== Exercise objective ==
Answer these questions from the quotations on the death of cinema below.
(a) With whom did the speaker once talk about the death of cinema?
(b) Since whom, the speaker would tell people, might cinema have been dead?
(c) What does the person who no longer goes to the cinema say they do instead?

== Passage provided ==
=======
On the death of cinema,

“I never heard this discourse on the death of cinema in the intellectual milieu. I talked about it with Wim Wenders at a certain period. It was always frowned upon. I was always forbidden to tell him too much, I was put back in my place. It’s been ten years that I’ve been feeling this way. So it has to become the dominant discourse.”

“By the end I was getting tired of being reproached by others for what they described as my ‘pessimism’. To provoke, I would tell people that the cinema was dead – maybe since Rossellini! But it didn’t provoke anyone, it just made everyone sad.”

“But Carax, he’s not going to be able to do as he likes! He’s going to go to America and get destroyed! No, no! I don’t know why there’s something inadmissible in the fact that the cinema is going to die. Look at the numbers if you don’t want to believe me. And if you don’t want to believe me, who will you believe? I thought that I was partially credible! I’ve heard enough people telling me: ‘Your article is magnificent, but I’m not going to see the film, it’s not my thing.’ As if my review was an end in itself. Or others: ‘You’re acting in bad faith. Cinema is not going to die. Even though I don’t go anymore, I stay home and watch VHS tapes with my children…”

“No, but really, I couldn’t care less about seeing films in movie theaters. I saw some films all by myself in theaters, and to be honest, it was embarrassing. Especially for comedies, such anxiety!”
=======
== Dataset excerpts ==
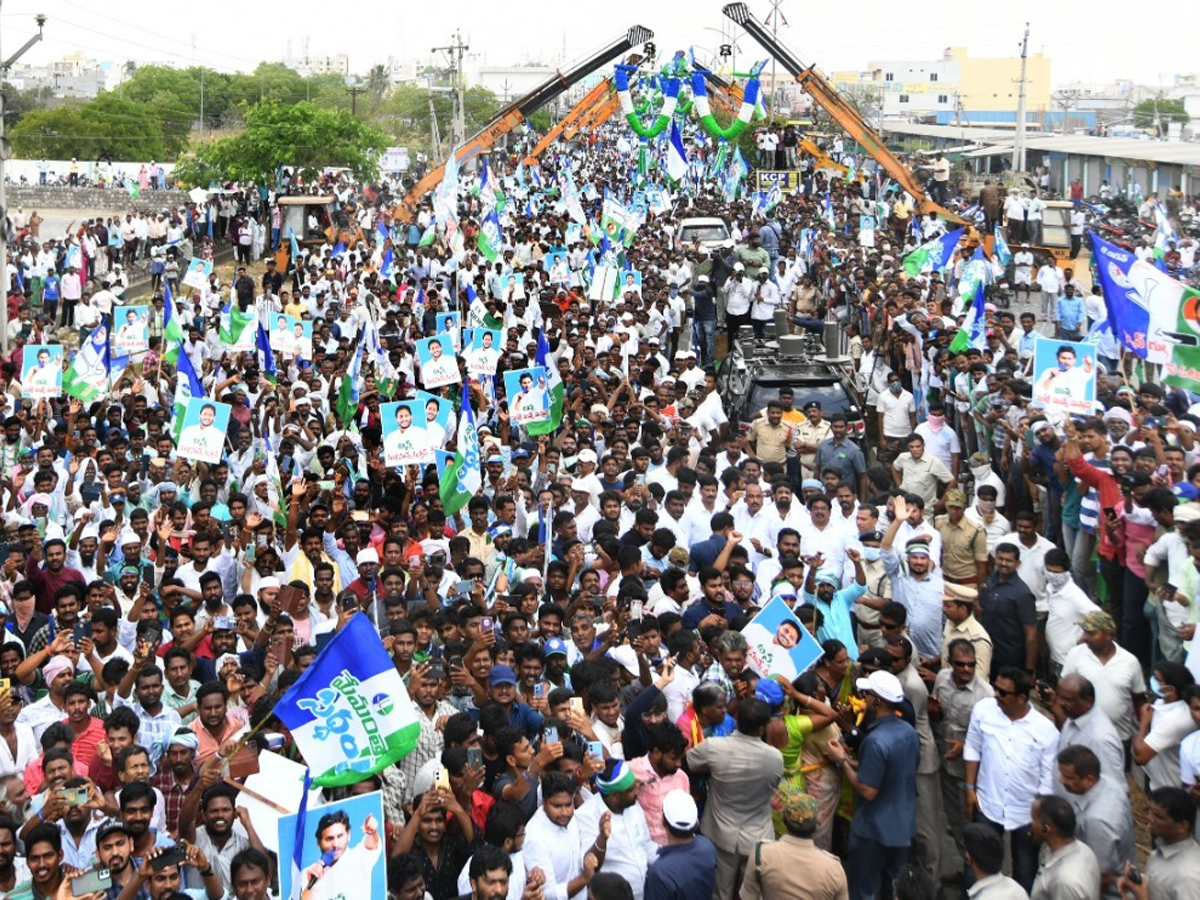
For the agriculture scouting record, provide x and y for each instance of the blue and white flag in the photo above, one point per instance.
(1001, 246)
(463, 477)
(349, 713)
(301, 832)
(677, 155)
=======
== Finished exercise ==
(a) Wim Wenders
(b) Rossellini
(c) They stay home and watch VHS tapes with their children.